### Task
The line holding "Would you kindly locate the camera" and all lines that follow it to the end of the data: return these exactly, and nothing more.
═══ Supplied information
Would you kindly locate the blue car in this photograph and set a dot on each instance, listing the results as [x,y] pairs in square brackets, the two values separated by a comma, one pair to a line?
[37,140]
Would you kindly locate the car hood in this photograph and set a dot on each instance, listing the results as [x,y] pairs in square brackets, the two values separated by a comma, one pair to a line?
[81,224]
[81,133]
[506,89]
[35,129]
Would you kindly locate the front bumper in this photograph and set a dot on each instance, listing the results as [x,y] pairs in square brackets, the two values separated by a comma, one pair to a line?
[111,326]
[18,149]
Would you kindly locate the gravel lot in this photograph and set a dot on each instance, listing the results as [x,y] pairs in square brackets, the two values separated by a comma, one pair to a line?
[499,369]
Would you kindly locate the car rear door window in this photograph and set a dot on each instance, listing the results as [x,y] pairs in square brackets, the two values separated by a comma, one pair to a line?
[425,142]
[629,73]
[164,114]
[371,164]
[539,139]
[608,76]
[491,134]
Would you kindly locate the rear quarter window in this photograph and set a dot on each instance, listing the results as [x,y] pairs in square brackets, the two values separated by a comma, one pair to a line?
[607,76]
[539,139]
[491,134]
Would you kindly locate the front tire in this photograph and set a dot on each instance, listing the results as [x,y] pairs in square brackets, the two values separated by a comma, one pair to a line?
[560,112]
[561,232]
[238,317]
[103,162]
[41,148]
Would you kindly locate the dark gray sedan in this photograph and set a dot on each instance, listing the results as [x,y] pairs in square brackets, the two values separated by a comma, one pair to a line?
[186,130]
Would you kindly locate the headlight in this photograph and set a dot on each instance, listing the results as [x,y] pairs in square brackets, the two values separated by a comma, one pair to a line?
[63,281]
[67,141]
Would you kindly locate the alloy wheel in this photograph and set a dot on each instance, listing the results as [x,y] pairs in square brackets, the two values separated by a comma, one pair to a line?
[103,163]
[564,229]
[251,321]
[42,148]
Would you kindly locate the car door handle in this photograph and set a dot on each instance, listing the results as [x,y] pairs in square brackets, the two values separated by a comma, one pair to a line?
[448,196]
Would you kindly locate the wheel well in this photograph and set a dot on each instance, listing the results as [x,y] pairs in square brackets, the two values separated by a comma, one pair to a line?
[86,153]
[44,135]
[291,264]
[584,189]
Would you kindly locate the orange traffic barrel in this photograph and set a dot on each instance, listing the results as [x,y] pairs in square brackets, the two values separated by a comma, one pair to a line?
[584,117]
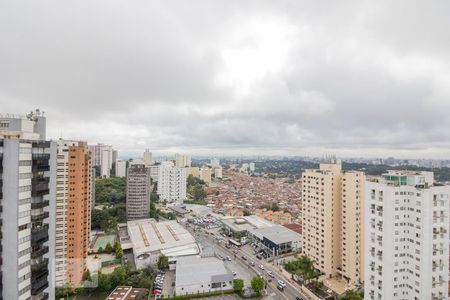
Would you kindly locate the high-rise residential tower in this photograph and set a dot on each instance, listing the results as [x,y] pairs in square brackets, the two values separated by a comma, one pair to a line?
[73,206]
[406,237]
[138,192]
[27,194]
[333,221]
[171,183]
[182,161]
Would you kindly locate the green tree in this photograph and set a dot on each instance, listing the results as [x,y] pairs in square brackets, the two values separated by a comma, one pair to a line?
[163,262]
[108,248]
[110,190]
[238,285]
[118,250]
[257,284]
[199,193]
[104,282]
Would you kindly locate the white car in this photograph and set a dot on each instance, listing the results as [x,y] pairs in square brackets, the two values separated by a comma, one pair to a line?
[281,282]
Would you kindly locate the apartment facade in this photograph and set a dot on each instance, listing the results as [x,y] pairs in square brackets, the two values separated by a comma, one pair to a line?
[138,192]
[121,168]
[332,221]
[73,207]
[171,183]
[406,237]
[27,193]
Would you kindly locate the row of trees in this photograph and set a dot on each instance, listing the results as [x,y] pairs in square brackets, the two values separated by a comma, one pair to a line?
[196,189]
[302,266]
[107,218]
[111,190]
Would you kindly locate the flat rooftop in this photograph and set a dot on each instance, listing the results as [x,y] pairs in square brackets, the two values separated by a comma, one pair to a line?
[148,235]
[193,269]
[126,293]
[277,234]
[246,223]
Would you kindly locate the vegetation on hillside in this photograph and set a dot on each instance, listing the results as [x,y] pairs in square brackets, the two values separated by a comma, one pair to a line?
[107,218]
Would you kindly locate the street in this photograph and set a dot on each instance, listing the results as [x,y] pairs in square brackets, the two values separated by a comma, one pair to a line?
[243,268]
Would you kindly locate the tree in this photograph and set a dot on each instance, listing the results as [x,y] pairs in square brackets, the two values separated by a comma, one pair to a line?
[257,284]
[163,262]
[238,285]
[118,250]
[108,248]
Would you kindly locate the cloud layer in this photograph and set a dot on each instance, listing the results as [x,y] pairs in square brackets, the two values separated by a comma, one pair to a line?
[357,78]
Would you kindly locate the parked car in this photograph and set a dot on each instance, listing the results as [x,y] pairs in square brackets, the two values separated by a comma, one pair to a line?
[281,282]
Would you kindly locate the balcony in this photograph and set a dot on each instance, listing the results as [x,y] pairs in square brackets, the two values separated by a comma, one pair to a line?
[39,252]
[39,204]
[40,216]
[42,264]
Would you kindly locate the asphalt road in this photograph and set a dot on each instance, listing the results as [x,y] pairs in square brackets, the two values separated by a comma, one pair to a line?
[290,292]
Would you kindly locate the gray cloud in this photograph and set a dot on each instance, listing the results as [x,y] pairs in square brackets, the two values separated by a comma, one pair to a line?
[296,77]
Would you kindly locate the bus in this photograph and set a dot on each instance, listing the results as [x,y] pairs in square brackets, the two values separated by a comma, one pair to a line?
[234,243]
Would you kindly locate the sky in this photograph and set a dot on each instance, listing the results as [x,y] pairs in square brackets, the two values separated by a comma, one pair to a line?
[234,77]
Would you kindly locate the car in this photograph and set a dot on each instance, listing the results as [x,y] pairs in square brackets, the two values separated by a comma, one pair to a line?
[281,282]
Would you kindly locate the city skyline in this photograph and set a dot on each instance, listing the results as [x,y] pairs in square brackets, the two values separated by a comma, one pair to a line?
[258,78]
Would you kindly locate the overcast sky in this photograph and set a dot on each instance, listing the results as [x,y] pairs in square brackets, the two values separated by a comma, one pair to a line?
[354,78]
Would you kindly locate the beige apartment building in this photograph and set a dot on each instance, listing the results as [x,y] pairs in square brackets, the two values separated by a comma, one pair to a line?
[73,200]
[332,220]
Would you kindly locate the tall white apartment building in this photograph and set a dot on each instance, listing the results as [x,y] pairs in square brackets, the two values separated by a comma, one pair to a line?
[171,183]
[148,159]
[138,192]
[102,157]
[121,168]
[27,198]
[333,221]
[182,161]
[406,237]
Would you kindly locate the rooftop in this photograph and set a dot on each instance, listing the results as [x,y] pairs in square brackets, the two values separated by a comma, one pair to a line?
[148,236]
[245,223]
[193,269]
[277,234]
[127,293]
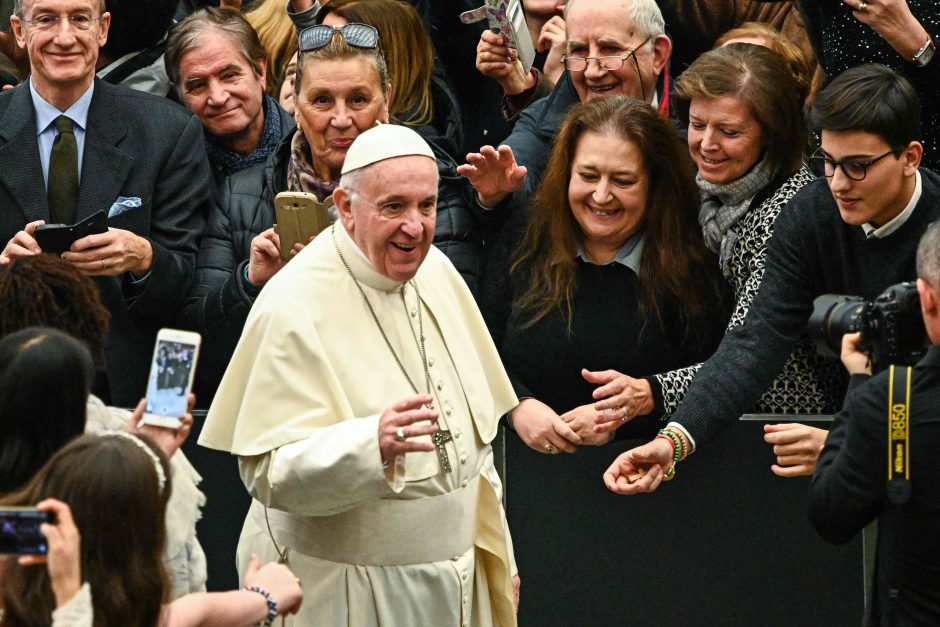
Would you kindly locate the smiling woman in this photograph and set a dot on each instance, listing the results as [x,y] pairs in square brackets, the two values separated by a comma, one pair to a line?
[609,278]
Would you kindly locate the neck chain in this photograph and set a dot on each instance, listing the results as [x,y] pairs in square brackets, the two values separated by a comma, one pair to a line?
[375,318]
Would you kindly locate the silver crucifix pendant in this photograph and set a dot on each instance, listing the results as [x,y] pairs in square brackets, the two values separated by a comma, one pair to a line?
[439,439]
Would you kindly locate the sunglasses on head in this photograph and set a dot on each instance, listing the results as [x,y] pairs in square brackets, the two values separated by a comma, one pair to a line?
[355,34]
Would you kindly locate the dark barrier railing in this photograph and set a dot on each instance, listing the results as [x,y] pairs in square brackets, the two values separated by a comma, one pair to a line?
[726,543]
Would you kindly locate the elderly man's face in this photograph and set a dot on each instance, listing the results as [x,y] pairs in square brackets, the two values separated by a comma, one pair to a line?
[62,56]
[601,28]
[391,216]
[219,85]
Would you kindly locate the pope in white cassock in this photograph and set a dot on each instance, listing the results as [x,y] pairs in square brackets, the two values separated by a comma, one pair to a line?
[361,401]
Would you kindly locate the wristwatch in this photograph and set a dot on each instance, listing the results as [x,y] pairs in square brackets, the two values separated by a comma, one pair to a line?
[925,54]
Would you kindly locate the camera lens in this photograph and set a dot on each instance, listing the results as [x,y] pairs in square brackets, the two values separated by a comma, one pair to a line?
[833,316]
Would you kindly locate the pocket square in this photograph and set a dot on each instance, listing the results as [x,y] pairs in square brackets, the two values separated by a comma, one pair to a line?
[122,205]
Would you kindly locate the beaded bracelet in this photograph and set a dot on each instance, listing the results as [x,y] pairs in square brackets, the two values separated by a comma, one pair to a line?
[677,445]
[272,604]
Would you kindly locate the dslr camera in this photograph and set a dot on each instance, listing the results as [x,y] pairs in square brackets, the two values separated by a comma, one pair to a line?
══════
### Your solution
Would you kindly locate the camera lens in this photograph and set a dot on each instance, listing the results as [x,y] pairs in square brackets, the two values separated by a comma, one pair to a line?
[833,316]
Would you kindly locate the pocket square in this photograph and set a dot on each instance, listing the results as [x,y] pairs in square brackets, the two values separated by a comma, one pair to a line?
[122,205]
Would you kindly locate the beaded bracelet in this photograph and set a dot on each instance, listing the results as [x,y] pairs in square brackets, the two values separated by a comma, one pair to a line?
[677,445]
[272,604]
Would you kindly locate the dslr camera in this photograph and set a dot on each instance, listing the results as [x,y] pairs in square brackets, the two values separated by a comma, one pair to a line?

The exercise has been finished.